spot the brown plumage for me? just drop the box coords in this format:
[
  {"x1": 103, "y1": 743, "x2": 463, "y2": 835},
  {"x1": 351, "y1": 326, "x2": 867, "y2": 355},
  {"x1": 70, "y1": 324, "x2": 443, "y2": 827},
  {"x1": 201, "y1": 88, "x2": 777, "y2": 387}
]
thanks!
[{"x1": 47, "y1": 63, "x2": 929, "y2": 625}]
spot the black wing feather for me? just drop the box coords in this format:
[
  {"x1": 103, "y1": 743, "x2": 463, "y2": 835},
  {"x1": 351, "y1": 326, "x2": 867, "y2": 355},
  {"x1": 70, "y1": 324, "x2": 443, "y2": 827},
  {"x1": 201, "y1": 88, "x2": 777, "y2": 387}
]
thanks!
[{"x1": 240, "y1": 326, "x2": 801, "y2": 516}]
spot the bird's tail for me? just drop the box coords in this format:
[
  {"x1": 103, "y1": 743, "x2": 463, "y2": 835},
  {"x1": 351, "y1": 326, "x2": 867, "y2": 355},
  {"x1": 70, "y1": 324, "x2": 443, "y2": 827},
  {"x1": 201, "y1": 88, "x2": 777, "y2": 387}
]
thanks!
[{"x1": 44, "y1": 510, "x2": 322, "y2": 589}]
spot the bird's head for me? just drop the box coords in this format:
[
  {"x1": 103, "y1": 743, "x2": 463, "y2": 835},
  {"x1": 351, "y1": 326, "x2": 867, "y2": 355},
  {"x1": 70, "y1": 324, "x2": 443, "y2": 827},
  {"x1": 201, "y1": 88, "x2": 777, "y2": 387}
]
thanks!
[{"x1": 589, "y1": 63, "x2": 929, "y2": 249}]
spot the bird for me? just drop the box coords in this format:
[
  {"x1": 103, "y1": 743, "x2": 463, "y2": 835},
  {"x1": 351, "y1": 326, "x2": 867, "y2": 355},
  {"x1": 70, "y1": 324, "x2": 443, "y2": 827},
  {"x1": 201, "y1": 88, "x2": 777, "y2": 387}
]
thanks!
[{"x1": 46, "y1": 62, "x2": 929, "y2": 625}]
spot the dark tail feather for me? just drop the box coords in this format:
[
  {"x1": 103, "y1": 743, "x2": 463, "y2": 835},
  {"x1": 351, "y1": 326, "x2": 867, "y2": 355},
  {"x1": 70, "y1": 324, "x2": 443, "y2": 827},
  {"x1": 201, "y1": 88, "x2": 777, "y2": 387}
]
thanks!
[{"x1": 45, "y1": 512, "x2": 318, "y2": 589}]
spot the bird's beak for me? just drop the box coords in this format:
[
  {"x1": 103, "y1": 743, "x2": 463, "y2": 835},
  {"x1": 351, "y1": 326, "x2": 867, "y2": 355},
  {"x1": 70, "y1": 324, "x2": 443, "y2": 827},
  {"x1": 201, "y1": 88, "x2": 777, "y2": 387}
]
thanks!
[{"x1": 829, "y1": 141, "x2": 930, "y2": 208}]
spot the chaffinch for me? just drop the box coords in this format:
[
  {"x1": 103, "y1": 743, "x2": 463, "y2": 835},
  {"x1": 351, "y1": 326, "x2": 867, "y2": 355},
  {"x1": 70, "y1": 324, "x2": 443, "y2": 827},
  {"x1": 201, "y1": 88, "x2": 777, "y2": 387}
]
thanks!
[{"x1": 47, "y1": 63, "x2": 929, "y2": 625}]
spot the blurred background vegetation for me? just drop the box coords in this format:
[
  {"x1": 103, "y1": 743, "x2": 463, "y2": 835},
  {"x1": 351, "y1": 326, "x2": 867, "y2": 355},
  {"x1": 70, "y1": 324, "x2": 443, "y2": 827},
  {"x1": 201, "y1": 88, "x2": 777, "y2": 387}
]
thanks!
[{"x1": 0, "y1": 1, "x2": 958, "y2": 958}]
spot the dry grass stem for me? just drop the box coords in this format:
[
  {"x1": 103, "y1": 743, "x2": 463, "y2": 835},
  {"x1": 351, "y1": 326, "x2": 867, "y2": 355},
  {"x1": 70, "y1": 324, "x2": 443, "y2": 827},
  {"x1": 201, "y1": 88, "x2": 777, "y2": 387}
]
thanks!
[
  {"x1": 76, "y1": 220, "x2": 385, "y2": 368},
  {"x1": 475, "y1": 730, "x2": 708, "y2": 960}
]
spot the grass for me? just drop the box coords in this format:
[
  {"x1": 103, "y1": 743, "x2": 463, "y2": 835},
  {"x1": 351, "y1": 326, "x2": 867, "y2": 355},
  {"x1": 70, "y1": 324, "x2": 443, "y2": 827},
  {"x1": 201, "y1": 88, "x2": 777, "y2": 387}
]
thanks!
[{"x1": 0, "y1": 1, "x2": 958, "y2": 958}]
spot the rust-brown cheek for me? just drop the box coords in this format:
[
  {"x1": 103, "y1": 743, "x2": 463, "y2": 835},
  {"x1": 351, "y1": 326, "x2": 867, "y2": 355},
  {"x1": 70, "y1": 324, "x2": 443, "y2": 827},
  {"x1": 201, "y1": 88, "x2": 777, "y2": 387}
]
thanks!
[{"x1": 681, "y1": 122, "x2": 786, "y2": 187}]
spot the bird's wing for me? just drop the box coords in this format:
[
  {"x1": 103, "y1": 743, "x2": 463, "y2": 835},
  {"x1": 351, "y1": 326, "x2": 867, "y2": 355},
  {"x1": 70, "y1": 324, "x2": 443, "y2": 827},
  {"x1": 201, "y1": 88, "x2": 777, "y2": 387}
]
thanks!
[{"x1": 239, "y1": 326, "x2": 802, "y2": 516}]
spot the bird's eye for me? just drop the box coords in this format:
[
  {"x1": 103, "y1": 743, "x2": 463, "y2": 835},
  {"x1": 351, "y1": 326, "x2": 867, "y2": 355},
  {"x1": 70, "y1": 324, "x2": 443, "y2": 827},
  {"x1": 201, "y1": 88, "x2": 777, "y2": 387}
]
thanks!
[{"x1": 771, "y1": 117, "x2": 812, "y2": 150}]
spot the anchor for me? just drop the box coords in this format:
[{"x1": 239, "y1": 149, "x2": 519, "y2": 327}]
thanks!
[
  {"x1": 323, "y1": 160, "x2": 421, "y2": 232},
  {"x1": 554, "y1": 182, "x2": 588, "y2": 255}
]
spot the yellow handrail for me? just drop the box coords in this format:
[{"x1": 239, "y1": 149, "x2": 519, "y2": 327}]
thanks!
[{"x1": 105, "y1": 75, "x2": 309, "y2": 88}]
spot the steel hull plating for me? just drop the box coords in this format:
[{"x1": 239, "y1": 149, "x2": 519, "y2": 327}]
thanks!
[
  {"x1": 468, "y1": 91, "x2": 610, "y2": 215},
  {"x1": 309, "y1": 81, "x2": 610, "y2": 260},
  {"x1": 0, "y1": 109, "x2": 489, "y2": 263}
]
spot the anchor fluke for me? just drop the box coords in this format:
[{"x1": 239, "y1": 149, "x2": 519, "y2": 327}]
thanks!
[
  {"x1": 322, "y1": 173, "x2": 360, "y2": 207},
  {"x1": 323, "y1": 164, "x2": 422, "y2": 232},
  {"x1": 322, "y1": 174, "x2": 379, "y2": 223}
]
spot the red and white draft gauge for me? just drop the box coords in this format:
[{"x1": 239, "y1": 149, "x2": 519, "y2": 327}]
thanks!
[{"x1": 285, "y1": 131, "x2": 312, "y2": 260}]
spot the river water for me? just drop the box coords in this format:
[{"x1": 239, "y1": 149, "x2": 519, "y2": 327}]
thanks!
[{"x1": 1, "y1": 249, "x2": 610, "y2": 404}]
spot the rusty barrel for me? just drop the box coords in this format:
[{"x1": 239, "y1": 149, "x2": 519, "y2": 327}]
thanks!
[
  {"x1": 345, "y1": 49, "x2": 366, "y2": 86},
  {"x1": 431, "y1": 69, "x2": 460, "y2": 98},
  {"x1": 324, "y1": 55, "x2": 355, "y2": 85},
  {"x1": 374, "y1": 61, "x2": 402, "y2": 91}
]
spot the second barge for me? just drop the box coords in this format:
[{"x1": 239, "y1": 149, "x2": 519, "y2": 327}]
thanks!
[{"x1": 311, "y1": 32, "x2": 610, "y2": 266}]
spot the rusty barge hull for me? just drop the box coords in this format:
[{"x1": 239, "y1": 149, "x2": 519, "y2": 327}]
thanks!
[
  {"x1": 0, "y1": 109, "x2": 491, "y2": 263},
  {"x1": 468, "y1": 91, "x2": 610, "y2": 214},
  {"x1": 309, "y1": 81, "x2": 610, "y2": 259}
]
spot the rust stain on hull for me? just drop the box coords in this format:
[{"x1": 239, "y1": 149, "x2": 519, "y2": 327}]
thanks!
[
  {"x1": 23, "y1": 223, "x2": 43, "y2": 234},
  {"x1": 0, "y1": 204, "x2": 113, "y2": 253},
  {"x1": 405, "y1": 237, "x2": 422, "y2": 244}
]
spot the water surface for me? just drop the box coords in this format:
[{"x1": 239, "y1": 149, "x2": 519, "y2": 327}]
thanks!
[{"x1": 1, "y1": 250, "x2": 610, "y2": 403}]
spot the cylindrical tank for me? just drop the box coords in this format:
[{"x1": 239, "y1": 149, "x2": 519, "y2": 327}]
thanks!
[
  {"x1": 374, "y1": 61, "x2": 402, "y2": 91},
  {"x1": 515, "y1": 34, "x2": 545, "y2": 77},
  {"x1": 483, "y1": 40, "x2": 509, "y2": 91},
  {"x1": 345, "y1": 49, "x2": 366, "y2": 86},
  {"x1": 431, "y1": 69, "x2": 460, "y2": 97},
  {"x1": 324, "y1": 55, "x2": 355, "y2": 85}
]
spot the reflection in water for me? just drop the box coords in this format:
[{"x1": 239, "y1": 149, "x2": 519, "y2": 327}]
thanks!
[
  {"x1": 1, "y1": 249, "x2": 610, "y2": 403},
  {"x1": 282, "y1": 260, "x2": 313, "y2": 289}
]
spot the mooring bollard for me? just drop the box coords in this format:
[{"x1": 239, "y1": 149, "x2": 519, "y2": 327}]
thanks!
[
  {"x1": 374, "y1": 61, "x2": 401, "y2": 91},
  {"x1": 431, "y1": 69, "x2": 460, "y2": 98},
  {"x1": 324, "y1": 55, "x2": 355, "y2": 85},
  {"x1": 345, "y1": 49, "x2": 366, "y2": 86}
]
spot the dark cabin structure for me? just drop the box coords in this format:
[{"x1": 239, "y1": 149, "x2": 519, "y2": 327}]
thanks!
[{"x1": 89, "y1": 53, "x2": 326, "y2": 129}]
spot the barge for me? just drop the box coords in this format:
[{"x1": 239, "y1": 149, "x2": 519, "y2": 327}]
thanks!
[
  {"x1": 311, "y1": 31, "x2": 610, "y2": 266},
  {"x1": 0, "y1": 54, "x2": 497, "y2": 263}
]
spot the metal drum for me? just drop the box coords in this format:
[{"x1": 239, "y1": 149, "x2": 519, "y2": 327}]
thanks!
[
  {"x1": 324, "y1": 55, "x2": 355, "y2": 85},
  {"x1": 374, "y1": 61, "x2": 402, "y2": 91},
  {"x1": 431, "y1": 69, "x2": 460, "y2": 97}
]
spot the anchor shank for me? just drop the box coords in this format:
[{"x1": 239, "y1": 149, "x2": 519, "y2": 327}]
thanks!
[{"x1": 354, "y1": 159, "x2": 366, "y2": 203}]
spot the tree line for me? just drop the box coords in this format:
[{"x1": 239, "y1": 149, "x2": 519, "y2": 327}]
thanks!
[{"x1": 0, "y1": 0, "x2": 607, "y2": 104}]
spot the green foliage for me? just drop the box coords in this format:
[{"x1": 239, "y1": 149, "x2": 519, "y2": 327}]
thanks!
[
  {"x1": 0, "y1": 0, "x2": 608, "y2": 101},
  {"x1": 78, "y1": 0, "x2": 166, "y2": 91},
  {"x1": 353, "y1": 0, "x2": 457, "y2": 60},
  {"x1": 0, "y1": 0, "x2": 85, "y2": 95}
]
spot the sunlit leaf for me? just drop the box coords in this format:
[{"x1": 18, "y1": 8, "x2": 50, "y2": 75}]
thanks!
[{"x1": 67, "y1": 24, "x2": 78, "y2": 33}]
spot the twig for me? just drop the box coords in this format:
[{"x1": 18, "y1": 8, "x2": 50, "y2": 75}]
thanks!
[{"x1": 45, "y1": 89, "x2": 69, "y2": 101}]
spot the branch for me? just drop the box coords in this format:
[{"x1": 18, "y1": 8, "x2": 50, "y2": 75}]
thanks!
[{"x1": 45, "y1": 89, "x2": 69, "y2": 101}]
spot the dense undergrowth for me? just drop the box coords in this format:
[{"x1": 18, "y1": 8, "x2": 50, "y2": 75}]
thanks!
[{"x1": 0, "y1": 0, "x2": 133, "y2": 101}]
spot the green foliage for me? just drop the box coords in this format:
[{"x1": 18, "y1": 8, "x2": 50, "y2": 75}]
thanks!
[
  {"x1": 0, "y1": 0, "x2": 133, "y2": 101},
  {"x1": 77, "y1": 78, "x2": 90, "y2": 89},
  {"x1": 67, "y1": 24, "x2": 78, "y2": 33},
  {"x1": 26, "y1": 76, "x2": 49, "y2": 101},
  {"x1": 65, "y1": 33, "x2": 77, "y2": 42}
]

* **Brief**
Scan the material above for lines holding the string "hull" and copy those lines.

* **Your solution**
spot the steel hull plating for me? just drop the box coords in this format:
spot the rusty barge hull for me? just drop the box coords in this format:
spot the rust stain on hull for me? just drop the box coords in this format:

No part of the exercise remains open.